= TEXT =
• • • •
Area chart shows historical and projected U.S. electricity generation by source from 2011 to 2050.
Credit: Amanda Montañez; Source: U.S. Energy Information Administration

Another impediment, she adds, is that “we’re not starting from scratch. We have this massive existing infrastructure that we spent a bunch of money on. Some of that, globally, has been built fairly recently, and so that creates the risk of stranded assets.” IRENA’s analysts have said that 41 percent of planned energy investment by 2050 still remains targeted at fossil fuels.

Strong government policies to reduce emissions will be essential to push renewable adoption, Azevedo says: “Regulators need to regulate. This is not going to get there just through market forces.”

Financing is also an issue. Even though the overall costs of renewables have come down, “you need to invest everything upfront,” Bahar says, “which means that financing cost and risk management is extremely important.”
• • • •
= OBJECTIVE =
Resume the passage on barriers to renewable energy adoption, picking up right after its final sentence.
• • • •
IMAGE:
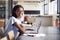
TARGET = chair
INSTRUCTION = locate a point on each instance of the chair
(4, 38)
(11, 35)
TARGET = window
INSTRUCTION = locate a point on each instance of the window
(51, 0)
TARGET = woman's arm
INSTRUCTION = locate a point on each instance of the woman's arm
(20, 27)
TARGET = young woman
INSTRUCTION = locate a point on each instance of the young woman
(15, 21)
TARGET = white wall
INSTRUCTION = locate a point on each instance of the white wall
(53, 8)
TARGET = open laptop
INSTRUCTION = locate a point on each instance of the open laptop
(32, 31)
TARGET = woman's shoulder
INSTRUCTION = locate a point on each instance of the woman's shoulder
(12, 18)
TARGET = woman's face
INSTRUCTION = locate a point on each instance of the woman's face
(20, 12)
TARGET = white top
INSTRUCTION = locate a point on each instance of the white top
(10, 25)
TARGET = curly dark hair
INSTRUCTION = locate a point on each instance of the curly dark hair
(14, 10)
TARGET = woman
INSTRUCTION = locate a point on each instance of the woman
(15, 20)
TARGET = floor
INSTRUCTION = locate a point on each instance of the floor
(52, 33)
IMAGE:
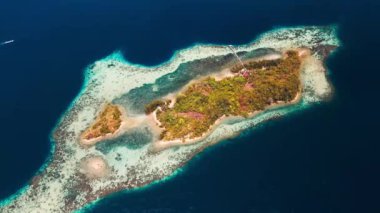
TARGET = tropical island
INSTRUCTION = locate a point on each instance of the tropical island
(204, 94)
(106, 124)
(253, 87)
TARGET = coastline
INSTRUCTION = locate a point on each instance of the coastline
(63, 162)
(159, 145)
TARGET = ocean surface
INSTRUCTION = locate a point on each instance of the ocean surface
(323, 159)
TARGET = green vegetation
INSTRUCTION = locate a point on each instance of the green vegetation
(108, 121)
(202, 103)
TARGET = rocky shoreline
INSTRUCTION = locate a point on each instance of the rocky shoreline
(62, 187)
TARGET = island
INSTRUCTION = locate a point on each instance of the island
(132, 126)
(106, 125)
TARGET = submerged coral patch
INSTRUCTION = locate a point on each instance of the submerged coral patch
(79, 175)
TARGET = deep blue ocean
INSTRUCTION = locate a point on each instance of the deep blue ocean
(322, 160)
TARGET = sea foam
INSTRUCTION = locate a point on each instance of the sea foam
(110, 79)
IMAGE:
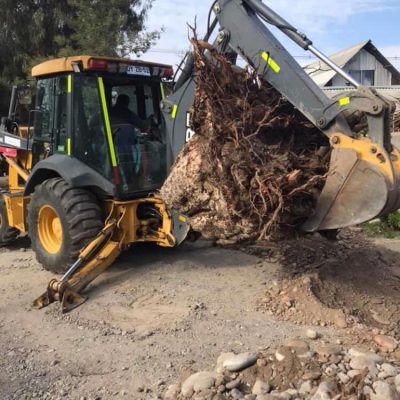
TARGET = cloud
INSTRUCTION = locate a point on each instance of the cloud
(317, 18)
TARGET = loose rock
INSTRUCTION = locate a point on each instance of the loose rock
(239, 362)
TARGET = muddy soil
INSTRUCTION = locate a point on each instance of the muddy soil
(157, 315)
(341, 283)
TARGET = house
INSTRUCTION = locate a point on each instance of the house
(364, 62)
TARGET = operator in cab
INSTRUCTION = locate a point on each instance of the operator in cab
(121, 114)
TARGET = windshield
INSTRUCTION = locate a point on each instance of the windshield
(138, 137)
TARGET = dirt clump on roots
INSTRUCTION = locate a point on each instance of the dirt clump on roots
(255, 166)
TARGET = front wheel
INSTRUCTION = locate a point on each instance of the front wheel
(61, 221)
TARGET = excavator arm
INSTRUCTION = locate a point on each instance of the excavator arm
(363, 182)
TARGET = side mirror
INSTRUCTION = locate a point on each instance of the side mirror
(24, 95)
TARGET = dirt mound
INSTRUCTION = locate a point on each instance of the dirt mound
(255, 165)
(296, 370)
(339, 283)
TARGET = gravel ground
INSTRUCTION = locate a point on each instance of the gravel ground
(153, 319)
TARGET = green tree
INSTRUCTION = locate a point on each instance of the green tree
(110, 27)
(34, 30)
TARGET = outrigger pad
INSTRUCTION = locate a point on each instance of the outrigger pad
(48, 297)
(71, 300)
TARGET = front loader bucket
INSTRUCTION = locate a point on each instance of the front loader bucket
(362, 184)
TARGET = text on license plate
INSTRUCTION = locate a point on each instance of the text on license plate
(137, 70)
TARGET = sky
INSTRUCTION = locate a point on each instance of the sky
(332, 25)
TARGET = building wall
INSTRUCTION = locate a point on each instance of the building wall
(365, 61)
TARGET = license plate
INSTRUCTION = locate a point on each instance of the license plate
(137, 70)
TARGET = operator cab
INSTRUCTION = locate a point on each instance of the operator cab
(106, 113)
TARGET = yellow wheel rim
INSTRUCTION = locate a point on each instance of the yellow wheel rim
(49, 229)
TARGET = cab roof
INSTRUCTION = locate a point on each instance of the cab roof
(60, 65)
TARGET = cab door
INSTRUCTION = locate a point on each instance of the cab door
(50, 118)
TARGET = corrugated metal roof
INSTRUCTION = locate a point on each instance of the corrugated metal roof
(322, 74)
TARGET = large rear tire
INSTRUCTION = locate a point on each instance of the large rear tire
(7, 234)
(61, 221)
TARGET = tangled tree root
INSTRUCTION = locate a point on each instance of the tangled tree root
(255, 167)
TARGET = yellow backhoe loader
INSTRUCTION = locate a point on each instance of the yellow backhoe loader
(104, 132)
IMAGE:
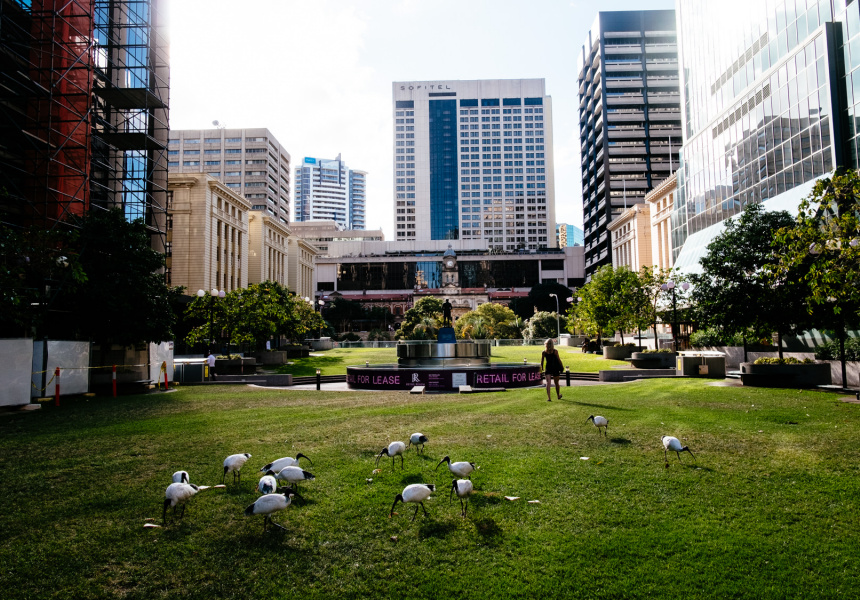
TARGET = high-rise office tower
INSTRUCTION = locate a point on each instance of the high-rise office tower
(249, 161)
(85, 104)
(629, 118)
(328, 189)
(473, 160)
(763, 83)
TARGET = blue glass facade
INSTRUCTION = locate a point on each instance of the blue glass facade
(444, 203)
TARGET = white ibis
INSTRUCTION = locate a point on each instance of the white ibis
(672, 443)
(460, 469)
(268, 504)
(176, 494)
(416, 493)
(418, 438)
(463, 488)
(287, 461)
(599, 422)
(292, 475)
(233, 464)
(393, 449)
(268, 485)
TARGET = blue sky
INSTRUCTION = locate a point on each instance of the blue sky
(321, 73)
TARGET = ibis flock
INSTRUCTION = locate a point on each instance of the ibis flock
(280, 480)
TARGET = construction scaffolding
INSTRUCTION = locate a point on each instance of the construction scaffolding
(84, 95)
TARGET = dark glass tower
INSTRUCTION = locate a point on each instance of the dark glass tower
(629, 118)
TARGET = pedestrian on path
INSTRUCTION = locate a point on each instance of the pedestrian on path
(553, 369)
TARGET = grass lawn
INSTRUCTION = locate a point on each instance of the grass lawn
(768, 509)
(335, 362)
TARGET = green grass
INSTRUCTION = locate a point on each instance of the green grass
(335, 362)
(768, 510)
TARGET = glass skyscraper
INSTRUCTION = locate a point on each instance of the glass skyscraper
(769, 102)
(328, 189)
(473, 161)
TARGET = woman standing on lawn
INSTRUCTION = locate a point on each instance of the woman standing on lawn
(553, 368)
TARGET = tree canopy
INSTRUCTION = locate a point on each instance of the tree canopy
(489, 321)
(735, 291)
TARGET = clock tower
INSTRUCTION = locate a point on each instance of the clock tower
(450, 274)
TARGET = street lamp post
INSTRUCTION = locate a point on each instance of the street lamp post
(215, 293)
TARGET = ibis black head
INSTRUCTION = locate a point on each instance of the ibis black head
(397, 498)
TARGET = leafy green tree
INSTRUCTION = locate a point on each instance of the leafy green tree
(489, 321)
(611, 301)
(125, 299)
(36, 266)
(253, 315)
(427, 307)
(735, 291)
(342, 312)
(821, 250)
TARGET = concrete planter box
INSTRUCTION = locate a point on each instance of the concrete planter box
(275, 357)
(235, 366)
(790, 376)
(653, 360)
(619, 352)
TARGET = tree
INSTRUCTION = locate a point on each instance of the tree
(543, 324)
(125, 299)
(611, 302)
(821, 249)
(427, 307)
(735, 291)
(253, 315)
(341, 312)
(489, 321)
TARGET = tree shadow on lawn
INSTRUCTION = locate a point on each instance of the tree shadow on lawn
(622, 441)
(600, 406)
(435, 529)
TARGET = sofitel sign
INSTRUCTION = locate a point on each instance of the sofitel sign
(426, 87)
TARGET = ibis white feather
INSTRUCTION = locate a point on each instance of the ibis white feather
(415, 493)
(177, 494)
(267, 505)
(599, 422)
(393, 449)
(233, 464)
(459, 469)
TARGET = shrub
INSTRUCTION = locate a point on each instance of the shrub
(768, 360)
(830, 350)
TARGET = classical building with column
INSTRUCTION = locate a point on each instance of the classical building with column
(631, 238)
(268, 249)
(661, 200)
(207, 236)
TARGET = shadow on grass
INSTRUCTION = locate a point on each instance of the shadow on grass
(489, 530)
(435, 529)
(601, 406)
(413, 478)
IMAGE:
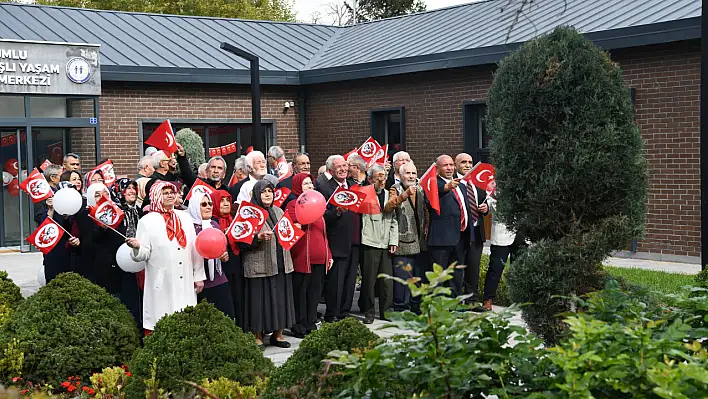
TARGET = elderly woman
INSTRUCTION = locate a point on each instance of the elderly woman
(310, 256)
(232, 265)
(216, 288)
(268, 287)
(174, 271)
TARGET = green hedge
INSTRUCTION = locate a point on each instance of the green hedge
(70, 327)
(299, 377)
(197, 343)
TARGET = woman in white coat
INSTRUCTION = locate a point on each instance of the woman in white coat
(174, 271)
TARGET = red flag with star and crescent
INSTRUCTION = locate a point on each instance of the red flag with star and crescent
(288, 234)
(107, 212)
(36, 186)
(163, 138)
(429, 184)
(47, 235)
(480, 175)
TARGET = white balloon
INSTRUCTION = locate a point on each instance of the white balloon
(127, 263)
(40, 277)
(6, 178)
(67, 201)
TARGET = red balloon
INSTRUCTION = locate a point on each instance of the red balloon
(11, 166)
(211, 243)
(310, 206)
(13, 188)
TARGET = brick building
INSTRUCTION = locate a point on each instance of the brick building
(417, 83)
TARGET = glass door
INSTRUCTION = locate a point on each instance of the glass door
(15, 209)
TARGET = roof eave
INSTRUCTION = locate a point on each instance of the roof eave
(644, 35)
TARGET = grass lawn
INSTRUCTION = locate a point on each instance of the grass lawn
(668, 283)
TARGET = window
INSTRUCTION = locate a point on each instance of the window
(216, 135)
(388, 126)
(474, 125)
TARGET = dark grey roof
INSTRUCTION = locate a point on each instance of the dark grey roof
(155, 47)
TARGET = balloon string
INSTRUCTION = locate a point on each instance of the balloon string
(61, 227)
(117, 232)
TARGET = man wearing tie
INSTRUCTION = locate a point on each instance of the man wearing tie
(445, 230)
(473, 237)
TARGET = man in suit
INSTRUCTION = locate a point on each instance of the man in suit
(474, 236)
(301, 164)
(445, 230)
(341, 225)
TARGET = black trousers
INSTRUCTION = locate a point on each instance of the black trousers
(334, 288)
(473, 256)
(350, 281)
(375, 261)
(445, 256)
(307, 288)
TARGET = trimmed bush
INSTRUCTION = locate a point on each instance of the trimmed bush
(197, 343)
(70, 327)
(570, 169)
(300, 376)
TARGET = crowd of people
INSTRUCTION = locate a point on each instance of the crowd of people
(264, 288)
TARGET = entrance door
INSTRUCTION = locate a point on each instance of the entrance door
(15, 218)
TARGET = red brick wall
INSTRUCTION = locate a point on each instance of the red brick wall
(667, 83)
(122, 105)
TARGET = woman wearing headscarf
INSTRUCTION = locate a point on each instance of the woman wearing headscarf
(174, 271)
(216, 288)
(310, 256)
(232, 267)
(268, 290)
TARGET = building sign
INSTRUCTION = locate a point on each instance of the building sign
(28, 67)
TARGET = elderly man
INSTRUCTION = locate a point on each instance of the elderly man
(301, 164)
(399, 159)
(145, 167)
(257, 169)
(357, 169)
(344, 236)
(72, 162)
(379, 240)
(445, 230)
(409, 200)
(473, 237)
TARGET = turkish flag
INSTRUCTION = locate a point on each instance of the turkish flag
(109, 175)
(45, 165)
(107, 212)
(36, 186)
(349, 199)
(163, 138)
(480, 175)
(369, 150)
(47, 235)
(279, 196)
(370, 203)
(429, 184)
(288, 234)
(199, 186)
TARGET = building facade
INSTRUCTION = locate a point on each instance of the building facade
(330, 88)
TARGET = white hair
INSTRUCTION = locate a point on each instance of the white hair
(252, 156)
(400, 154)
(331, 159)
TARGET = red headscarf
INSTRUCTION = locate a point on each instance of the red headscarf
(297, 182)
(174, 225)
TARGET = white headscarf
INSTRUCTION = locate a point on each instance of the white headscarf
(91, 193)
(195, 205)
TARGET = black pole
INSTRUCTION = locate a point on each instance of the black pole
(704, 143)
(257, 137)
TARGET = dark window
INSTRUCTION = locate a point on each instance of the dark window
(476, 136)
(388, 126)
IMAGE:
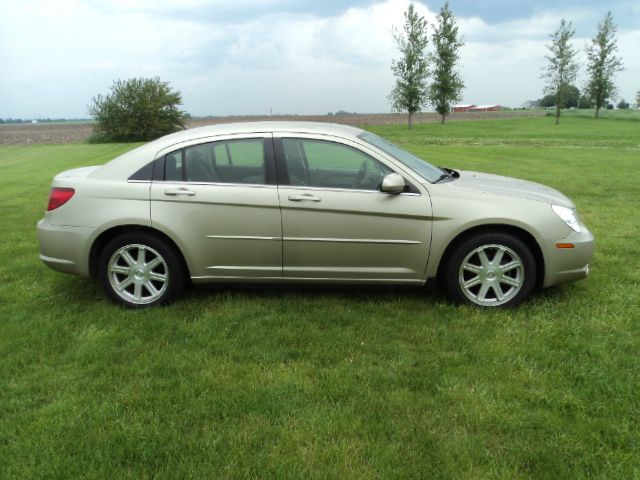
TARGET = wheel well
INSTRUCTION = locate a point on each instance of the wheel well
(108, 235)
(523, 235)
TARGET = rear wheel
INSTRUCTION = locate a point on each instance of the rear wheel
(139, 270)
(491, 270)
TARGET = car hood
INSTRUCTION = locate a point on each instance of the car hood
(509, 187)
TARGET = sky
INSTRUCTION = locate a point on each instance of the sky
(245, 57)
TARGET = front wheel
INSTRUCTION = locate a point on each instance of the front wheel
(491, 270)
(139, 270)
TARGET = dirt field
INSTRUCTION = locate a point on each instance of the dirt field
(47, 133)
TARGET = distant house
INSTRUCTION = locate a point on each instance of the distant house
(462, 108)
(485, 108)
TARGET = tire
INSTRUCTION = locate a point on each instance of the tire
(490, 270)
(139, 270)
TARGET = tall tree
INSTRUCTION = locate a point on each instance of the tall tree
(410, 91)
(603, 63)
(447, 84)
(562, 68)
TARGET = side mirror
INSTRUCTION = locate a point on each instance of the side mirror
(392, 183)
• • • •
= THE REPLY =
Financing is particularly an issue in the equitable deployment of renewables. The U.S., Europe, India and China account for 80 percent of new renewables capacity. And “85 percent of investments in renewables has benefitted only 50 percent of the global population,” primarily in the world’s largest economies, says Roland Roesch, acting director of IRENA’s Innovation and Technology Center. He adds that multinational development banks (a key funding source for projects in developing countries) must support developing countries in adopting renewable projects—and that this could be done by addressing the upfront costs, as well as the added risk that can come from political instability in some places. “The last mile of net zero is the most difficult one,” Bahar says. “So it has to include everybody.”

*Editor’s Note (4/21/23): This sentence was edited after posting to clarify Inês Azevedo’s primary affiliation at Stanford University.